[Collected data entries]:
◆ ◆ ◆ ◆ ◆

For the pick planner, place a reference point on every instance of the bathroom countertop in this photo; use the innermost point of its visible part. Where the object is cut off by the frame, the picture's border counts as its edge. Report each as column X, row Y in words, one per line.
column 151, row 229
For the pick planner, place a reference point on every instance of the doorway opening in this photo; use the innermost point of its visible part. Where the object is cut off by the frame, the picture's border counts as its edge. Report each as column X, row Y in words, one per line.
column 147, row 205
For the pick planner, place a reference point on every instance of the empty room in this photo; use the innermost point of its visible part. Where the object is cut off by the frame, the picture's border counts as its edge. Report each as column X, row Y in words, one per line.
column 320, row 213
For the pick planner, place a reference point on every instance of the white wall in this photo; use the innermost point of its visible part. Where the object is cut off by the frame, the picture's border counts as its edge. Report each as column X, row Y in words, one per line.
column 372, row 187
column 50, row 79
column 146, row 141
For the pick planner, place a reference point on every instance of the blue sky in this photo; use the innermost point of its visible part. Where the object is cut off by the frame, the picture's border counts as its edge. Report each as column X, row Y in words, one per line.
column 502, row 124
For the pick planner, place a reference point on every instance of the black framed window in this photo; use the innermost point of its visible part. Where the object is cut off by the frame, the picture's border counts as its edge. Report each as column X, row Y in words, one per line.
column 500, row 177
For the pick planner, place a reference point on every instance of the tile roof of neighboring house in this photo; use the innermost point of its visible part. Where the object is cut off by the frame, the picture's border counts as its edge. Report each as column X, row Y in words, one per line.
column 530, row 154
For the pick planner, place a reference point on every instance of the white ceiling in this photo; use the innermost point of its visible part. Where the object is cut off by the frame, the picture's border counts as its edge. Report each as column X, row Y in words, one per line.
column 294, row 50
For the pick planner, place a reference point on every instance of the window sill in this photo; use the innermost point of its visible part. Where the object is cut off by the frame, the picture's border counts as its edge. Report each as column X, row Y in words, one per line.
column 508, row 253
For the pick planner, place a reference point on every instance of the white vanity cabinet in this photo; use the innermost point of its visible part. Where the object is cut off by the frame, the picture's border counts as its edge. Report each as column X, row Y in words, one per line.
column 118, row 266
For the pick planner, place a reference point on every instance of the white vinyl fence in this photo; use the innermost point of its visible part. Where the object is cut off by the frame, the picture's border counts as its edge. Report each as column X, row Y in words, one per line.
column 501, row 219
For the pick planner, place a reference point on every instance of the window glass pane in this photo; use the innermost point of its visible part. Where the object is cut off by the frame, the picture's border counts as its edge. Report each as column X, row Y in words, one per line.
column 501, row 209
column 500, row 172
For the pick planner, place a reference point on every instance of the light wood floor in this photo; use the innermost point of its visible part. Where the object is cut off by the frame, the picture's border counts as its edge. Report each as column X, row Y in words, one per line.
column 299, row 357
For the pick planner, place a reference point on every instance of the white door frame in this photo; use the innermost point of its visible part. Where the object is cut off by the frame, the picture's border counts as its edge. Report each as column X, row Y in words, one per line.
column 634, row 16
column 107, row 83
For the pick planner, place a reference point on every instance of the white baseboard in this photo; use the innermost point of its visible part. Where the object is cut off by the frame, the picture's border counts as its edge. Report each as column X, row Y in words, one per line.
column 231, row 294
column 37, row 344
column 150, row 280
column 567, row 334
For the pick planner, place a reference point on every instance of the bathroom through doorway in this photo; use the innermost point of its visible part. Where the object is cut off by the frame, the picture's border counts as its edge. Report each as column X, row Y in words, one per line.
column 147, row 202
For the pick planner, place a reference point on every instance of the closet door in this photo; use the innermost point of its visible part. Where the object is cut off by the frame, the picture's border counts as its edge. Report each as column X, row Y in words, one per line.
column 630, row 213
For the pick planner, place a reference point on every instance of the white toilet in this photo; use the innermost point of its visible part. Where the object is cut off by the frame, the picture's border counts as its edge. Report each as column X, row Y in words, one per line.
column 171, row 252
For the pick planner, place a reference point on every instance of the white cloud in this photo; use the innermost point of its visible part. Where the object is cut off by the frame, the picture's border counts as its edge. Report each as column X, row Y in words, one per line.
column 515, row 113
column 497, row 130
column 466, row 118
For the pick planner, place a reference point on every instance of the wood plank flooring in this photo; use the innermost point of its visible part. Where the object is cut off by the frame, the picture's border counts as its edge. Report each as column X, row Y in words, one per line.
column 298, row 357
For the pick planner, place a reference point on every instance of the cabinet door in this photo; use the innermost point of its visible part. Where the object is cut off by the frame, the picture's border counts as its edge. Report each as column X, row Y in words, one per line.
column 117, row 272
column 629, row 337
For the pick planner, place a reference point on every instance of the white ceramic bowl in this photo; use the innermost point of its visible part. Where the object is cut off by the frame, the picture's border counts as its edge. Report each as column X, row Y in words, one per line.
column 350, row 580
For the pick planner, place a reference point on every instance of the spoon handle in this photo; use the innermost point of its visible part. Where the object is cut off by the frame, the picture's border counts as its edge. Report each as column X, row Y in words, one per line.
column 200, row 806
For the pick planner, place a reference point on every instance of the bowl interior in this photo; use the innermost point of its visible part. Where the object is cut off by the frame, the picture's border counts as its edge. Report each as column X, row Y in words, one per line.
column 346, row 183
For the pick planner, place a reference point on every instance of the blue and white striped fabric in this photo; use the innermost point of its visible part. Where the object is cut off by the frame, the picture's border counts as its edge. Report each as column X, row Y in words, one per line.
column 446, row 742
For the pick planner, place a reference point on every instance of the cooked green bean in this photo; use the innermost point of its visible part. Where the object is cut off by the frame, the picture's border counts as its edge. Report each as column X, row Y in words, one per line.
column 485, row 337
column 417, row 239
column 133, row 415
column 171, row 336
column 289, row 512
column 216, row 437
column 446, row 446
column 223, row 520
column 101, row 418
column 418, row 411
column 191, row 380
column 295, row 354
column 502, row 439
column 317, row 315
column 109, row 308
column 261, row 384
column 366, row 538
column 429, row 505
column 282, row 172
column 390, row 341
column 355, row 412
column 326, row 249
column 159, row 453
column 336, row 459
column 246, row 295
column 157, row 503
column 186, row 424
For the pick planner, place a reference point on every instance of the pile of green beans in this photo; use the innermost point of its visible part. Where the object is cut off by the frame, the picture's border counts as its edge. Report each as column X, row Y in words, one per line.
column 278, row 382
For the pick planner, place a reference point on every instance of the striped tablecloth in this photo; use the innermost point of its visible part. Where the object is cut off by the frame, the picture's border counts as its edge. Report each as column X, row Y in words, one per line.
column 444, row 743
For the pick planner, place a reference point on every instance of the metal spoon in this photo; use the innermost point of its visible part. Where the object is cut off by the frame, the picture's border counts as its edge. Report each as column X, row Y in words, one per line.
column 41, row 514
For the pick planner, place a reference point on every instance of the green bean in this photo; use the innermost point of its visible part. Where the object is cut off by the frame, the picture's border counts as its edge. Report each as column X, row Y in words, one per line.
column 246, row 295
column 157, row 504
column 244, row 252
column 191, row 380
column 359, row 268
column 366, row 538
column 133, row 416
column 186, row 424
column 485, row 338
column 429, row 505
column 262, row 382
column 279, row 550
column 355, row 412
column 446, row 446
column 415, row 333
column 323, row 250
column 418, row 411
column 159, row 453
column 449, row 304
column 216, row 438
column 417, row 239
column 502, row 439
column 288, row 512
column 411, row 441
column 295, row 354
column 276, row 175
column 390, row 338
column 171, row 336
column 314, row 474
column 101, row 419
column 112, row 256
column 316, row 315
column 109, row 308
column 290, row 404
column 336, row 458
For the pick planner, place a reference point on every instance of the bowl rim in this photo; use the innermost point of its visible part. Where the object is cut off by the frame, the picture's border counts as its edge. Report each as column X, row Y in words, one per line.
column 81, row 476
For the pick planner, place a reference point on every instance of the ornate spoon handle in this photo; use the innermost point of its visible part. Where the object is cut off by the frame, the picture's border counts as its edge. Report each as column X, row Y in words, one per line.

◆ ◆ ◆ ◆ ◆

[WHAT TO WORK ON]: Give again only the lines of the material above that run from the one with "the bowl rim" through the end, both included, exactly as they appear.

[ANSWER FOR THE TASK]:
For the pick planner, place a reference point on every instance of the bowl rim in this photo; use the innermost point of its visible part. Where the object is cut off by the frame, the picture's border counts as its edge. Report each as column X, row Y in words, one per line.
column 81, row 476
For the pick planner, place a reference point on every instance of the ornate spoon handle in this photo; use the innermost point of its visible part. Where the object is cut off by the frame, the picture's border counts as its edge. Report each as column X, row Y in words, one per line.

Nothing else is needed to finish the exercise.